• **DATA FOR REVIEW**
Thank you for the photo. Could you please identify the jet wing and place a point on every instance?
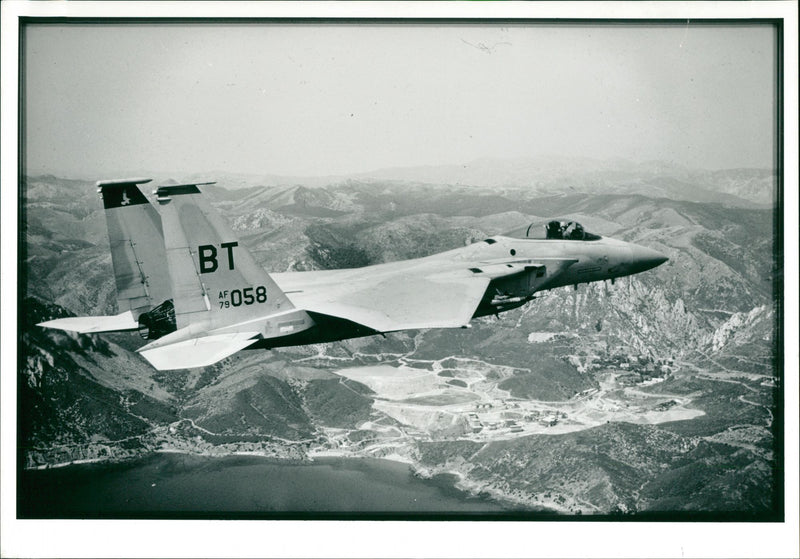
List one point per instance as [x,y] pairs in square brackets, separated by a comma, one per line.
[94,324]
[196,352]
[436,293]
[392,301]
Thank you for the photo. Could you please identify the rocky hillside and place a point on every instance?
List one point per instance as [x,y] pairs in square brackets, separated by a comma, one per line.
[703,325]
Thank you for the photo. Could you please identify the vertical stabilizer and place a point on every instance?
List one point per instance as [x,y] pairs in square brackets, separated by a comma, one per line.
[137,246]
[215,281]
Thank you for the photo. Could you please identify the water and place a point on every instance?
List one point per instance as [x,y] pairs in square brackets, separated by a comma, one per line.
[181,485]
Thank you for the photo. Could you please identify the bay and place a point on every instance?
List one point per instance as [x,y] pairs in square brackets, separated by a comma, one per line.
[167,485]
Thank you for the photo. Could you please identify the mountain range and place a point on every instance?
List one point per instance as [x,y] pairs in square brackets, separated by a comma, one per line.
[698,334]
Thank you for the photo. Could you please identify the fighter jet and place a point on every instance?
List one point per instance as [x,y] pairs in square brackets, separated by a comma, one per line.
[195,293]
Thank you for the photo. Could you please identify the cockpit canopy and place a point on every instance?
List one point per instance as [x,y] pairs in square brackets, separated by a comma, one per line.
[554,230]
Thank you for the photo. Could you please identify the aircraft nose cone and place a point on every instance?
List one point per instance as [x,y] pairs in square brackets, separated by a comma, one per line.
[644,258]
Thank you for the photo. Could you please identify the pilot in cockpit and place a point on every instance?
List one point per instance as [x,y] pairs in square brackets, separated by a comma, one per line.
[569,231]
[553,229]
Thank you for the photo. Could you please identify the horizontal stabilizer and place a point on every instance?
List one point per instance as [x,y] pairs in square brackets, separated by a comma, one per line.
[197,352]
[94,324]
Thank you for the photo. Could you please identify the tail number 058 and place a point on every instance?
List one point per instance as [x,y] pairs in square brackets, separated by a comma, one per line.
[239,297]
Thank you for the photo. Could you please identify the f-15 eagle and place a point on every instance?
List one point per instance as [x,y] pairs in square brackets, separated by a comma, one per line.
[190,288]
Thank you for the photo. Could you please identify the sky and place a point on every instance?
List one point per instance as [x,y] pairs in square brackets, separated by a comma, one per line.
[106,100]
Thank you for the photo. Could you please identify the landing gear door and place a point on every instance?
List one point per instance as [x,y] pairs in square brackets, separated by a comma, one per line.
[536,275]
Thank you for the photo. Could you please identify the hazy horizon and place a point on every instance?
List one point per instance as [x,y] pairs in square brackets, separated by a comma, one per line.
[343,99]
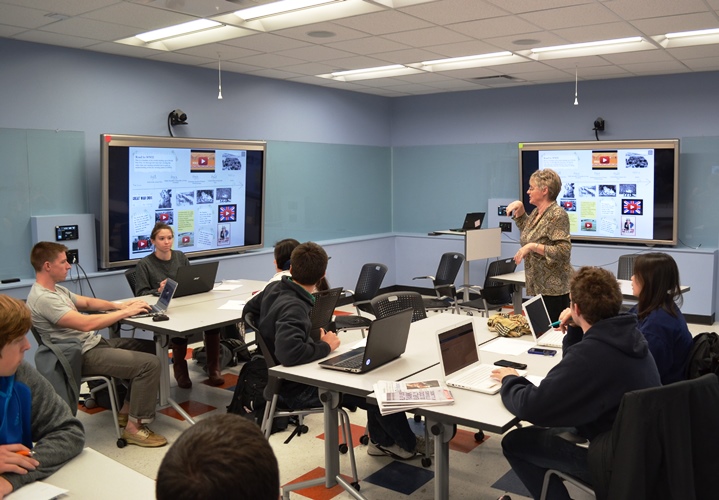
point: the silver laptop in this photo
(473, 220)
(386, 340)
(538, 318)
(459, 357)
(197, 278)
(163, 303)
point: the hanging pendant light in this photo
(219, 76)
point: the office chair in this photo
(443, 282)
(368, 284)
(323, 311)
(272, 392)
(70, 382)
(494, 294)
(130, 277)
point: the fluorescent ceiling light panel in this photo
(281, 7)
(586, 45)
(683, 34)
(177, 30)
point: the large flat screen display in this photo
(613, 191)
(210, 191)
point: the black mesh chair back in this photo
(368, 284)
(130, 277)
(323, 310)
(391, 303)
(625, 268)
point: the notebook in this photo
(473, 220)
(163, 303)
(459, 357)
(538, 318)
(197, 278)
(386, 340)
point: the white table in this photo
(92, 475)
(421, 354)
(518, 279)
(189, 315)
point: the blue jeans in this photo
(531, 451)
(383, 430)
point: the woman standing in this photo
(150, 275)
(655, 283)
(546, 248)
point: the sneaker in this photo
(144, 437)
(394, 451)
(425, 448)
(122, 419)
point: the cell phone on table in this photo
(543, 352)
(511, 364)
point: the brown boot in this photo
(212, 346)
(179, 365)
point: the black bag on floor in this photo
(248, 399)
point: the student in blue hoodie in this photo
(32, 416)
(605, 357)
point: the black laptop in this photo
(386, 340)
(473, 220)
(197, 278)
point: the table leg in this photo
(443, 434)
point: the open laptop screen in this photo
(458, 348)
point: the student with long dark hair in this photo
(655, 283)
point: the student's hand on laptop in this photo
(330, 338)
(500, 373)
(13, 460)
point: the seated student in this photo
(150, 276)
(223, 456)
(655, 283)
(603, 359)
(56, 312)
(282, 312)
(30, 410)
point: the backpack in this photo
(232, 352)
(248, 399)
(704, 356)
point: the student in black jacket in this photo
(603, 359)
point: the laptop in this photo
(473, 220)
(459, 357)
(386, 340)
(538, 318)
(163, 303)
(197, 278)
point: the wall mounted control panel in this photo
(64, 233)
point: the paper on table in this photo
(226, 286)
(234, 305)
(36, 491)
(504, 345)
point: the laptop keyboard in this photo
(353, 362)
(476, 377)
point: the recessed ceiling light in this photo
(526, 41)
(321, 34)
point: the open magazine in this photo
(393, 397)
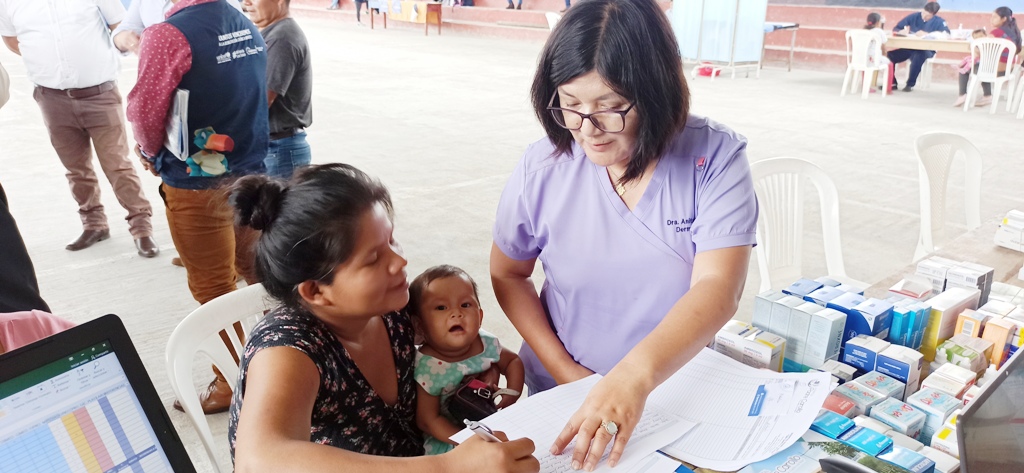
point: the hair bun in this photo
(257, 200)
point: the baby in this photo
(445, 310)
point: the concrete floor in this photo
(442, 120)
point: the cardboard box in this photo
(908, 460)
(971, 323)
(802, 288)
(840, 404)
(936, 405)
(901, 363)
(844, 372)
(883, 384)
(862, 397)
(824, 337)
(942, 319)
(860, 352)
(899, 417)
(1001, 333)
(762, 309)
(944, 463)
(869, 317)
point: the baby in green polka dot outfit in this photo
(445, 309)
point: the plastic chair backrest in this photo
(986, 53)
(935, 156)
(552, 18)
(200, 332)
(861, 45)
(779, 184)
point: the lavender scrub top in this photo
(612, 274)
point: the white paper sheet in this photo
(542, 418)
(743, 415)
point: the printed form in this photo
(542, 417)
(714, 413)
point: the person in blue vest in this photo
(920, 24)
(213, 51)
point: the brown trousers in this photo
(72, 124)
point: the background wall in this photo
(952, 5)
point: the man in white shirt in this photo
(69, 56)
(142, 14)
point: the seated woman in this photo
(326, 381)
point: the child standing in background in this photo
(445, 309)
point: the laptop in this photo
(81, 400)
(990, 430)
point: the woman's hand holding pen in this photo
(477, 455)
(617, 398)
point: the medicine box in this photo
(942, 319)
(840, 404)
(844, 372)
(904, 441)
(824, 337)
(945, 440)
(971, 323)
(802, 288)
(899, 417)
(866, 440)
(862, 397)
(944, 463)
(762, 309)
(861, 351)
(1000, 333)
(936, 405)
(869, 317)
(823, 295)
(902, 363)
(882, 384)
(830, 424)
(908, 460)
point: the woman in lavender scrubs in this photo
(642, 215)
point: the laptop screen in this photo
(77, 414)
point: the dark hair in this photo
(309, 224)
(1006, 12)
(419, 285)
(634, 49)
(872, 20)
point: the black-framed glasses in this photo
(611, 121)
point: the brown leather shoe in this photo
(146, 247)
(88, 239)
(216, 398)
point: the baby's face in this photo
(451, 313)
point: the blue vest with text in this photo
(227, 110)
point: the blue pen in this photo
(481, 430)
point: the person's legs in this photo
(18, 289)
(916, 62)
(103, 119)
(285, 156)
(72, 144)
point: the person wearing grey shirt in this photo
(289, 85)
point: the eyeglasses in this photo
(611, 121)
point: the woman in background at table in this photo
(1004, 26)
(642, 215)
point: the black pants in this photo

• **WORK REQUIRED**
Output every record verbatim, skipping images.

• **RESPONSE TO THIS TASK**
Thank you for the photo. Could you please identify the jet wing and place a point on every instance?
List one point per instance as [x,y] pairs in square brackets, separated by a comma, one per line.
[94,324]
[196,352]
[436,293]
[392,301]
Thank you for the photo. Could you please identify the rocky hillside and place a point on every instance?
List one point per instance as [x,y] pairs in square brackets, separated by a comma, one per line.
[703,325]
Thank you for the photo. Could you please identify the vertical stabilizer and place a point on every instance?
List one point per instance as [x,y] pairs in square brackets, separated by a comma, one per line.
[137,246]
[215,281]
Thank you for the photo. Could you please identify the water and place a point on every instance?
List one point per instance as [x,y] pairs in square brackets, separated by a comma, one per line.
[181,485]
Thank you for the photo. Could you please identify the bay and place a point on every instance?
List one point per instance as [x,y] pairs in square brackets, separated by a comma, one per line.
[167,485]
Thank you for the photo. Could you please identify the mountain range and place a point on every instance?
List one point per instance as [x,y] pairs in square brackets, separated by a comma, one per line.
[698,334]
Thank you for the photo. Could you please identify the fighter jet and place a point on every instance?
List one point per instance as [x,y] pairs in square brackets, separated by a comma, one per line.
[195,293]
Thank you for the photo. Could you please identify the cockpit canopy and place a point on every instance?
List one point per instance as [x,y] pairs in square brackets, separated by a comma, one per line.
[554,230]
Thank you for the photo. Could you please identify the aircraft nose cone and place a point on every instance?
List one point per instance as [x,y] pairs in square brackets, separated by a comma, one per line.
[644,258]
Thank you for the photo. Could you please identify the pilot in cockpit and place a point on every instance?
List one point per instance as [x,y] pairs in square brackets, separated by a comma, one per line.
[569,231]
[553,229]
Thank you for the photo. Could you please identify the horizontal stabilizer and place a point on every instance?
List one point per instance as [x,y] pairs in square brackets, separated by a comma, one per line.
[197,352]
[94,324]
Thank you for the photo. Could you please identify the tail number 058 and place a point on every instance?
List one point per instance as [x,y] pairs in square brackets, separated by a comma, one per line.
[239,297]
Thank you for the photo. Could you please identify the f-15 eagle and place a point on every instance?
List one point per instance as [x,y] pairs in square brackets, separated by a comma, one per line.
[190,288]
Thank you for the photo. Could you please identify the sky and place a point on every instance?
List one point per instance as [x,y] pairs in square brackets, separated by a comma, one per line.
[106,100]
Thank you for the photo. Could you please identify the landing gear door and place a point on every instance?
List one point per instance as [x,y] pairs in square brackets, separated by a comma, one per line.
[536,275]
Thank you for the photo. Could you please identify the hazy horizon and place a point on every instance?
List one point per instance as [x,y] pairs in square brackets, separated by a comma, one per line.
[343,99]
point: the silver laptop in this photo
(473, 220)
(386, 340)
(538, 318)
(459, 357)
(197, 278)
(163, 303)
point: the hanging pendant light in this photo
(219, 76)
point: the office chair in this photo
(443, 282)
(368, 284)
(323, 311)
(272, 392)
(70, 382)
(494, 294)
(130, 277)
point: the fluorescent ceiling light panel in this photo
(281, 7)
(586, 45)
(683, 34)
(177, 30)
point: the large flat screen display in this photo
(613, 191)
(210, 191)
point: the black mesh chair back in this photo
(368, 284)
(130, 277)
(323, 310)
(391, 303)
(625, 268)
point: the notebook in this photo
(473, 220)
(163, 303)
(459, 357)
(538, 318)
(197, 278)
(386, 340)
point: the white table in this photo
(92, 475)
(421, 354)
(518, 279)
(189, 315)
point: the blue jeans in this photo
(531, 451)
(383, 430)
point: the woman standing in this photo
(150, 275)
(655, 283)
(546, 248)
point: the sneaker in this photo
(144, 437)
(394, 451)
(425, 448)
(122, 419)
point: the cell phone on table in this photo
(543, 352)
(511, 364)
point: the brown boot in this photo
(212, 346)
(179, 365)
point: the black bag on floor in this photo
(248, 399)
point: the student in blue hoodie in this photo
(32, 416)
(605, 357)
point: the black laptop in this photo
(386, 340)
(473, 220)
(197, 278)
point: the table leg in this photo
(443, 434)
point: the open laptop screen in this photo
(458, 348)
point: the student with long dark hair in this photo
(655, 283)
point: the student's hand on laptop in this photo
(330, 338)
(500, 373)
(13, 460)
point: the seated student in this photo
(150, 276)
(223, 456)
(655, 283)
(603, 359)
(56, 312)
(282, 312)
(30, 410)
point: the backpack in this photo
(232, 352)
(248, 399)
(704, 356)
point: the student in black jacket in this photo
(603, 359)
point: the laptop in this photo
(473, 220)
(459, 357)
(386, 340)
(538, 318)
(163, 303)
(197, 278)
point: the wall mounted control panel in this photo
(64, 233)
point: the paper on table in this photo
(226, 286)
(234, 305)
(36, 491)
(504, 345)
point: the laptop keyboard in this photo
(353, 362)
(476, 377)
point: the recessed ceiling light in this photo
(526, 41)
(321, 34)
point: the open magazine in this photo
(393, 397)
point: the hair bun in this photo
(257, 200)
point: the baby in this photo
(445, 310)
point: the concrete floor in this photo
(442, 120)
point: the cardboard box in this photo
(908, 460)
(971, 323)
(802, 288)
(840, 404)
(936, 405)
(901, 363)
(844, 372)
(883, 384)
(862, 397)
(824, 337)
(942, 319)
(860, 352)
(899, 417)
(1001, 333)
(762, 309)
(944, 463)
(869, 317)
point: the baby in green polka dot outfit in this photo
(445, 309)
point: the plastic chair backrest in this photo
(986, 53)
(935, 156)
(552, 18)
(200, 332)
(861, 45)
(779, 184)
point: the lavender scrub top in this photo
(612, 274)
point: the white paper sheet in this photo
(542, 418)
(743, 415)
point: the printed form in this photo
(542, 417)
(714, 413)
point: the person in blue vest in this photo
(920, 24)
(213, 51)
point: the brown trousers in this photo
(72, 124)
point: the background wall in this photo
(952, 5)
point: the man in white shirt in this photo
(69, 56)
(142, 14)
point: the seated woman in this photo
(326, 381)
point: the child standing in background in this photo
(445, 309)
point: the laptop in this photo
(81, 400)
(990, 430)
point: the woman's hand holding pen in this photo
(477, 455)
(617, 398)
point: the medicine box in this photo
(942, 319)
(840, 404)
(844, 372)
(904, 441)
(824, 337)
(945, 440)
(971, 323)
(802, 288)
(899, 417)
(866, 440)
(862, 397)
(944, 463)
(762, 309)
(861, 351)
(1000, 333)
(936, 405)
(869, 317)
(823, 295)
(902, 363)
(882, 384)
(830, 424)
(908, 460)
point: the woman in lavender scrubs in this photo
(642, 215)
point: the laptop screen in this photo
(77, 414)
point: the dark hair in this photo
(309, 224)
(1006, 12)
(419, 285)
(634, 49)
(872, 20)
point: the black-framed glasses in this photo
(611, 121)
point: the brown leather shoe in this photo
(146, 247)
(88, 239)
(216, 398)
point: the baby's face in this photo
(451, 313)
point: the blue vest with text in this photo
(227, 110)
point: the blue pen in this photo
(481, 430)
point: the person's legs in this photo
(18, 289)
(916, 62)
(103, 119)
(285, 156)
(72, 144)
point: the person wearing grey shirt in this photo
(289, 85)
point: the eyeglasses in this photo
(611, 121)
point: the woman in background at table in this photo
(1004, 26)
(642, 215)
point: the black pants in this photo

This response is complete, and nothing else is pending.